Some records
__________

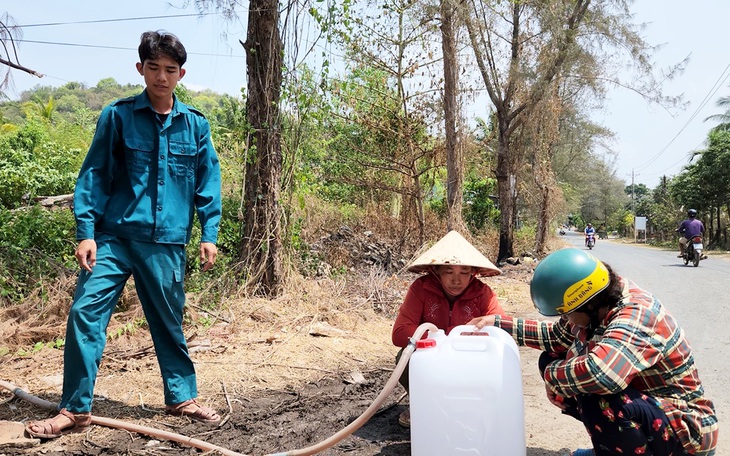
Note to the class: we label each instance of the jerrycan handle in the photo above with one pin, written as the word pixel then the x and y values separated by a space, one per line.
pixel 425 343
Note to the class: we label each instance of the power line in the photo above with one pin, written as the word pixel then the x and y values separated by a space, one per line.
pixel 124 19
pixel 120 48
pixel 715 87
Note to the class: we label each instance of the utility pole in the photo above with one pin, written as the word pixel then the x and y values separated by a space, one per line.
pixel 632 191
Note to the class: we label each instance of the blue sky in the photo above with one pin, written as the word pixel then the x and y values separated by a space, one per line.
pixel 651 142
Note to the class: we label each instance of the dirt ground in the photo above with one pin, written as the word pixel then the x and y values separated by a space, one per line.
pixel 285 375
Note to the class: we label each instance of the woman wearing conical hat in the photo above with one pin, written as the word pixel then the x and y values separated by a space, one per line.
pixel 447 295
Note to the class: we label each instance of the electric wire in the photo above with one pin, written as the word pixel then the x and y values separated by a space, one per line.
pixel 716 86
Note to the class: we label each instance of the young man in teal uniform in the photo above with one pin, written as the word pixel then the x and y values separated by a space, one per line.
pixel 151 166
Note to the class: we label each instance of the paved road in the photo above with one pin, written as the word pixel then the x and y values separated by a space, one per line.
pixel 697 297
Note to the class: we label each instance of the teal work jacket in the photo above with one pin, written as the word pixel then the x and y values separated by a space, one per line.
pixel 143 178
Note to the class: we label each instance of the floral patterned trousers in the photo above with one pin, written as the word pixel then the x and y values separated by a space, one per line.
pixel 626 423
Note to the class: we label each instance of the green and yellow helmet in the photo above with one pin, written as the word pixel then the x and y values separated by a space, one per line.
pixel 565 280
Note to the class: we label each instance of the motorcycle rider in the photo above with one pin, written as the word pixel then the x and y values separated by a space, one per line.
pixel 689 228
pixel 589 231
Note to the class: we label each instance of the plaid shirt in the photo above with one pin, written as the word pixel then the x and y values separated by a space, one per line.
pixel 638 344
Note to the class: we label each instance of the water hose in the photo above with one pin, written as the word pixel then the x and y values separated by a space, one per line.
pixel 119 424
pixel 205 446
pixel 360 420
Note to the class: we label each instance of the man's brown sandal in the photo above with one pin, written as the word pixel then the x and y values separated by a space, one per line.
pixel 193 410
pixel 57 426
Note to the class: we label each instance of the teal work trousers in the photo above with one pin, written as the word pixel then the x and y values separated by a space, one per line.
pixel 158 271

__________

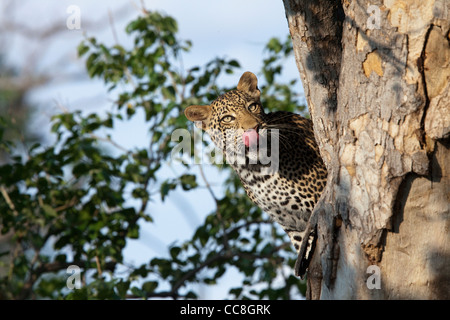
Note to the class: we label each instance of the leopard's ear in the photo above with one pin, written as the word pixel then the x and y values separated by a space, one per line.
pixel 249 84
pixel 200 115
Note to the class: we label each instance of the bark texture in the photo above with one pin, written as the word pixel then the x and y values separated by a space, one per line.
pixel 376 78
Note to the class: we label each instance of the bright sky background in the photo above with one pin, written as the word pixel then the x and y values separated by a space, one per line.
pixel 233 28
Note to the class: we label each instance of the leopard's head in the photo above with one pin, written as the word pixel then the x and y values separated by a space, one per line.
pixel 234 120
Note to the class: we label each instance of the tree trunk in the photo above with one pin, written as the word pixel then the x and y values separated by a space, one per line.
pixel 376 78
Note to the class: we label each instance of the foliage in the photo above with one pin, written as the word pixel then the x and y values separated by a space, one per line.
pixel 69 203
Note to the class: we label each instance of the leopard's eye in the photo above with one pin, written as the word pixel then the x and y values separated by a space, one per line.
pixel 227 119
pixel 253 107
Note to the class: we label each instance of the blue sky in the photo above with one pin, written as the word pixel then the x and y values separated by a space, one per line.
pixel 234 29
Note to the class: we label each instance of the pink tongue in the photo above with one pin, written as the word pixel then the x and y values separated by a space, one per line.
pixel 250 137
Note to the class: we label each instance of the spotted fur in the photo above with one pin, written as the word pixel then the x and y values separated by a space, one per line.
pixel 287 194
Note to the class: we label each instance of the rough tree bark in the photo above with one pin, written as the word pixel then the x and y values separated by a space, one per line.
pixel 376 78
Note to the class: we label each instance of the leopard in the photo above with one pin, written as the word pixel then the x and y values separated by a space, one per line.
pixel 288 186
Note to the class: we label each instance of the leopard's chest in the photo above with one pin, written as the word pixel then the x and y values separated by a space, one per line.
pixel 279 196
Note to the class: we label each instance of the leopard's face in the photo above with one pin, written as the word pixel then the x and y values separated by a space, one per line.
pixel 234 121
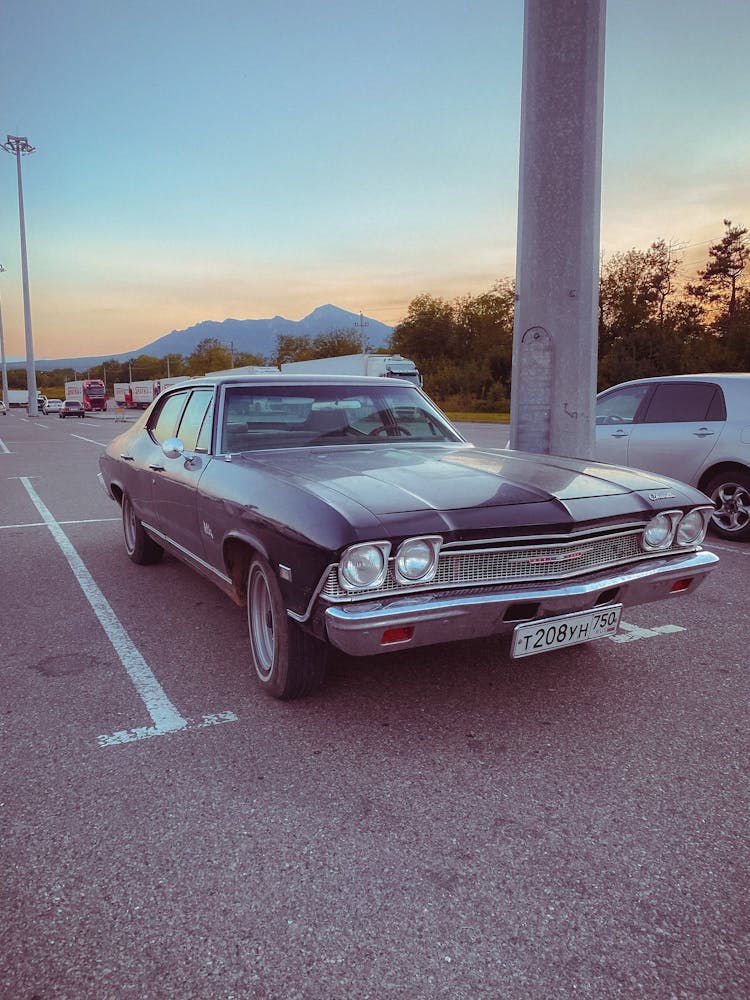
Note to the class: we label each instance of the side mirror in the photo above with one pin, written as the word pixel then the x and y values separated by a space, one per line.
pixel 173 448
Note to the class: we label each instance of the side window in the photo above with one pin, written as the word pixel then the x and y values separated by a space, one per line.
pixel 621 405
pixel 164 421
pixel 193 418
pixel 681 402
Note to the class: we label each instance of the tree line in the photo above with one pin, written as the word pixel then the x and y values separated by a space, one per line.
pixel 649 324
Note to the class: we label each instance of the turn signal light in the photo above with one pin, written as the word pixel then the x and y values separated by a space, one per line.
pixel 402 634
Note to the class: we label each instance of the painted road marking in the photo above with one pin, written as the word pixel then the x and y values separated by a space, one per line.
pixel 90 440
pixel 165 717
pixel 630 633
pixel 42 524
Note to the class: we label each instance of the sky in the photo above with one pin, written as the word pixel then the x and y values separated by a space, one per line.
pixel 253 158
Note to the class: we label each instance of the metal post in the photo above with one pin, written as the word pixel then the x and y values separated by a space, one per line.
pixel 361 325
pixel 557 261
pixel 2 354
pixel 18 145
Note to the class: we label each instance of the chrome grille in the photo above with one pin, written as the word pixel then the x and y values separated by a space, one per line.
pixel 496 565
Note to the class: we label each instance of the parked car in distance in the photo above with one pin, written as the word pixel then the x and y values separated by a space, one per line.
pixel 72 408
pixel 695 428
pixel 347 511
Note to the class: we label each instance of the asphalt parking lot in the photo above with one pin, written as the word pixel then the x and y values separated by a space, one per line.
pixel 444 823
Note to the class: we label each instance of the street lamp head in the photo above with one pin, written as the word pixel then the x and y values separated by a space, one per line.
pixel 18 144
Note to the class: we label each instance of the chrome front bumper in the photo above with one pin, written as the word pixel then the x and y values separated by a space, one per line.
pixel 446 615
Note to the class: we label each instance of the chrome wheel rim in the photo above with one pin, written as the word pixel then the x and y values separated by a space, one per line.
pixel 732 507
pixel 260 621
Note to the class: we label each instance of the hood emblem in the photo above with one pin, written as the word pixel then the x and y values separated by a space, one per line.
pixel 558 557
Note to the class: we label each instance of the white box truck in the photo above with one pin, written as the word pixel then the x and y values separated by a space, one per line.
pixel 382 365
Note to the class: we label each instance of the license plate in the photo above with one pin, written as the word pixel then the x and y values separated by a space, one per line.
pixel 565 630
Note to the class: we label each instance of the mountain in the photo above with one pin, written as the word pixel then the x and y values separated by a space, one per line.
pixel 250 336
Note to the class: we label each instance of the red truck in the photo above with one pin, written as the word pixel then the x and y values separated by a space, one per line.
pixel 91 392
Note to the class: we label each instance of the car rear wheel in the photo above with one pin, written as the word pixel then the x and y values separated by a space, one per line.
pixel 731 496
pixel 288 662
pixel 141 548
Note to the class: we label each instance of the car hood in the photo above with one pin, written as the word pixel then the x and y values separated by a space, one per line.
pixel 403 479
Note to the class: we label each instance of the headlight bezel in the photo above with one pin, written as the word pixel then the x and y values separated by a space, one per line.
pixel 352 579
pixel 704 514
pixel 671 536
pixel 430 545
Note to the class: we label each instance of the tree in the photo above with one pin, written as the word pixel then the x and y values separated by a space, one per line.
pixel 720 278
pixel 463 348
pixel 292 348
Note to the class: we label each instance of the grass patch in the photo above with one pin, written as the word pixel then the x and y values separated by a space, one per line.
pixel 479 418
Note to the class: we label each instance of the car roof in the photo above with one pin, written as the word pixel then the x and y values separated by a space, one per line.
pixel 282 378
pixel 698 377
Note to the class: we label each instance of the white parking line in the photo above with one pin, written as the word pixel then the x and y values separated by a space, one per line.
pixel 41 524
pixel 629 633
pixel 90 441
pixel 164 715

__________

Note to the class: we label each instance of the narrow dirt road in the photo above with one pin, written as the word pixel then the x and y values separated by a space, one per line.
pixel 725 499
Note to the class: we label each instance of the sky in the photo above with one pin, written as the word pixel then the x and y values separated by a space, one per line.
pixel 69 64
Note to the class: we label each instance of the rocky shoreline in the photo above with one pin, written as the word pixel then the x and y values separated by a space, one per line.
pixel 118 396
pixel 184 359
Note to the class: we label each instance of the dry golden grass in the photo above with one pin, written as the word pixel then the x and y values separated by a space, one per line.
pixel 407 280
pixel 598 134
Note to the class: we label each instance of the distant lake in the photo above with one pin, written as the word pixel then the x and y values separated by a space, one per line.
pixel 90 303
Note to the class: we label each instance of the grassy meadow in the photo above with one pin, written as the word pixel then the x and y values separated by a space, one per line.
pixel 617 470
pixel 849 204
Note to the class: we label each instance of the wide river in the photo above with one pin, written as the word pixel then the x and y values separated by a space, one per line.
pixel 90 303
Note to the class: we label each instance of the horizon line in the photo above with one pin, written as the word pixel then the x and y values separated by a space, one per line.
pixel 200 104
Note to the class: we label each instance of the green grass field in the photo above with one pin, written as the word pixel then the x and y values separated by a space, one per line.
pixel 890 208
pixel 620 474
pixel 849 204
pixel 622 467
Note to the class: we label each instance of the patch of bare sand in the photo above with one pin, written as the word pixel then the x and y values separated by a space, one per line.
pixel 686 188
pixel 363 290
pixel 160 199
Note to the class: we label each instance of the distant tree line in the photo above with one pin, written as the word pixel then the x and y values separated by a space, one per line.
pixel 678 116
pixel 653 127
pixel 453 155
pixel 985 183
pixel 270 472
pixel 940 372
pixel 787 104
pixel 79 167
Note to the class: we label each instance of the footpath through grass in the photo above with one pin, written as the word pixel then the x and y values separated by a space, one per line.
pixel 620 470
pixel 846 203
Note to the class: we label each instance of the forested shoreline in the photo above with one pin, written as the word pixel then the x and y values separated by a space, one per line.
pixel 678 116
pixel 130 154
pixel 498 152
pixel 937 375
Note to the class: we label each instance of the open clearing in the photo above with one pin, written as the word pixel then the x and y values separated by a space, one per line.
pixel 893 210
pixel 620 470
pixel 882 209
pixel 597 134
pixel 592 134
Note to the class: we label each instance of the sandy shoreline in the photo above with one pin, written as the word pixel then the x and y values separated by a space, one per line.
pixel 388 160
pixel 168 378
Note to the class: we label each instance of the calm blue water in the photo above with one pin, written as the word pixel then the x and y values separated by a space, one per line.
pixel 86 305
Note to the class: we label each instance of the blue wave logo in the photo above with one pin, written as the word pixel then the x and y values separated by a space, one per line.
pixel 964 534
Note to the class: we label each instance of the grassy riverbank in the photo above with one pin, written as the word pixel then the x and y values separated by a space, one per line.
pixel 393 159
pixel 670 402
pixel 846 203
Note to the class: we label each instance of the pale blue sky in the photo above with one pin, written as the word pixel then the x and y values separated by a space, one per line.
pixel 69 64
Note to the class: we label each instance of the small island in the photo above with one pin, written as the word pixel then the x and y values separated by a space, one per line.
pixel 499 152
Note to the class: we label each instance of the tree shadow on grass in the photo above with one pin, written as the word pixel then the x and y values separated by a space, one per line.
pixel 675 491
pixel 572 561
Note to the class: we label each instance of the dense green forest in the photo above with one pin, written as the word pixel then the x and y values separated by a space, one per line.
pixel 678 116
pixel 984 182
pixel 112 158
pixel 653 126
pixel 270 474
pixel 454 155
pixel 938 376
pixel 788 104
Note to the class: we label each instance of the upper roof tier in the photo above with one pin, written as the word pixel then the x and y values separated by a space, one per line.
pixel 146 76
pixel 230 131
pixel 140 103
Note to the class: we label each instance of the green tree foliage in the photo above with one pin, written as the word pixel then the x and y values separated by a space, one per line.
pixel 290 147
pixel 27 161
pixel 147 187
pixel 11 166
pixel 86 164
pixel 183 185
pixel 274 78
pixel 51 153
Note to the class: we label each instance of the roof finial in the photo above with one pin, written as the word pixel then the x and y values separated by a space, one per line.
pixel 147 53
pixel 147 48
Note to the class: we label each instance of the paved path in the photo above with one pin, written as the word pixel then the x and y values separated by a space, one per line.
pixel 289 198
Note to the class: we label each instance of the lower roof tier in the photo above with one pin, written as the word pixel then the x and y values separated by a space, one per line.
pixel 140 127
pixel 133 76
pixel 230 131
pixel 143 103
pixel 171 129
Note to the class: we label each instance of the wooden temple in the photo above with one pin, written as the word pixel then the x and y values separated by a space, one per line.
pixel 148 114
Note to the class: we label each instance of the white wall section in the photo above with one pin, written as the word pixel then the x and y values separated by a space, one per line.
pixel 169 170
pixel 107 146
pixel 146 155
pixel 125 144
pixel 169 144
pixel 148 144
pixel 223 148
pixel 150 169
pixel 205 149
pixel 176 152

__________

Task description
Can you convert the lines from the one containing "the side window" through the one containing "pixel 402 634", both included, into a two-column CSV with the headers instruction and response? Each row should hold one instruction and its answer, with each field quoted and any line breaks turned into spaces.

In response
instruction,response
"Note to the class: we label each instance of the side window in the photo above with one pin, written as the word pixel then the x and y values separated by a space, one per line.","pixel 621 405 pixel 164 421 pixel 193 418 pixel 681 402"
"Note to the class: we label each instance of the tree line in the photo above with one pin, written as the word pixel then the x and y values separated by a space, one per line.","pixel 649 324"
"Note to the class: we label each instance of the turn signal light in the photo above with one pin, written as the word pixel then the x and y values separated by a space, one per line.","pixel 402 634"